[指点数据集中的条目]
··········
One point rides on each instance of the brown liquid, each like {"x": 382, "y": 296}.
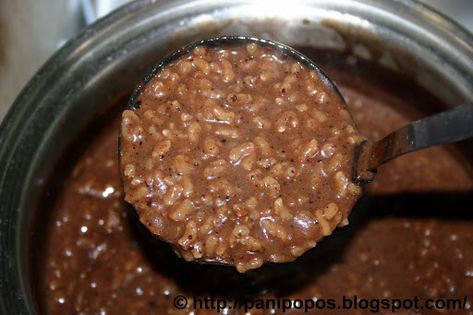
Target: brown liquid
{"x": 239, "y": 154}
{"x": 411, "y": 234}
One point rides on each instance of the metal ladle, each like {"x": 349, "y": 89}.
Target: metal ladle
{"x": 446, "y": 127}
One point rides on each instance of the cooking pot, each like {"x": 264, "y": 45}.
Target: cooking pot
{"x": 110, "y": 56}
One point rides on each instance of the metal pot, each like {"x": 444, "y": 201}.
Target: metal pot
{"x": 73, "y": 87}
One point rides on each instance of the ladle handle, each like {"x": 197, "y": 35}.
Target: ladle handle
{"x": 450, "y": 126}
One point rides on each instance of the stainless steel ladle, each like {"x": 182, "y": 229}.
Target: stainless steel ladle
{"x": 446, "y": 127}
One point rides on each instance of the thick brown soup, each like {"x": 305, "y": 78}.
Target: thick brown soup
{"x": 239, "y": 154}
{"x": 411, "y": 235}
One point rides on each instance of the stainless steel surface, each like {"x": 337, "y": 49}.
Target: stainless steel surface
{"x": 75, "y": 86}
{"x": 446, "y": 127}
{"x": 31, "y": 30}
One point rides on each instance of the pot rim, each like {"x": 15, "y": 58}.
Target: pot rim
{"x": 14, "y": 126}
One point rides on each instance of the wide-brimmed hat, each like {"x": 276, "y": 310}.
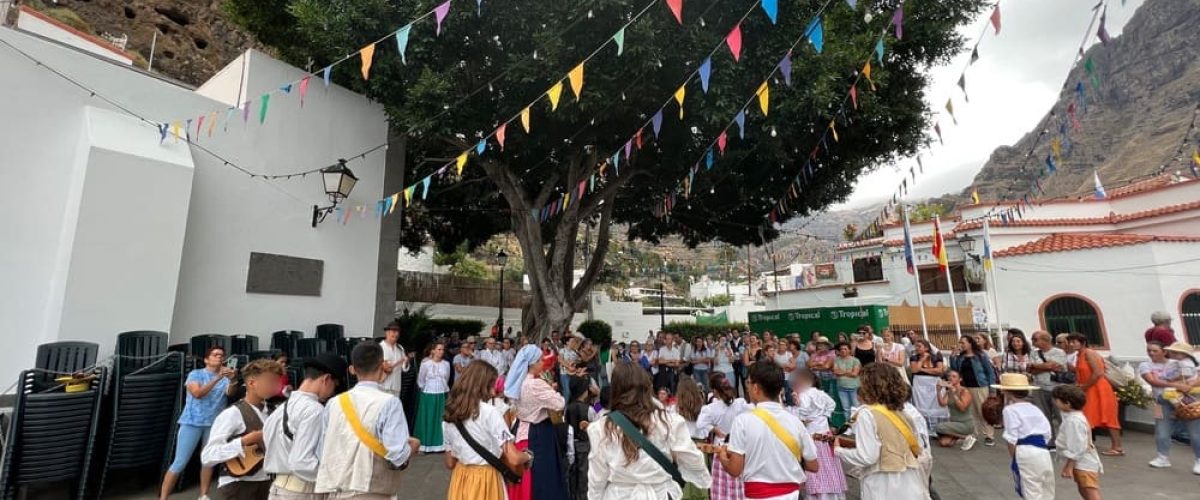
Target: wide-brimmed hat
{"x": 1014, "y": 381}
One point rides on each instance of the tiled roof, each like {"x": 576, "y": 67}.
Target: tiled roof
··········
任务简述: 能否从含有“One point rides on each instance of the pot”的那一行起，直到材料末尾，把这些行一字不改地返回（首尾两行都算在内），并且答案中不放图片？

回复:
One point rides on each instance of the pot rim, each like {"x": 15, "y": 58}.
Target: pot rim
{"x": 14, "y": 126}
One point rides on each instance of the wide-brimmed hat, each like {"x": 276, "y": 310}.
Target: wide-brimmed hat
{"x": 1014, "y": 381}
One point rides on each instance of the tiled roof, each like {"x": 576, "y": 67}.
Target: tiled roof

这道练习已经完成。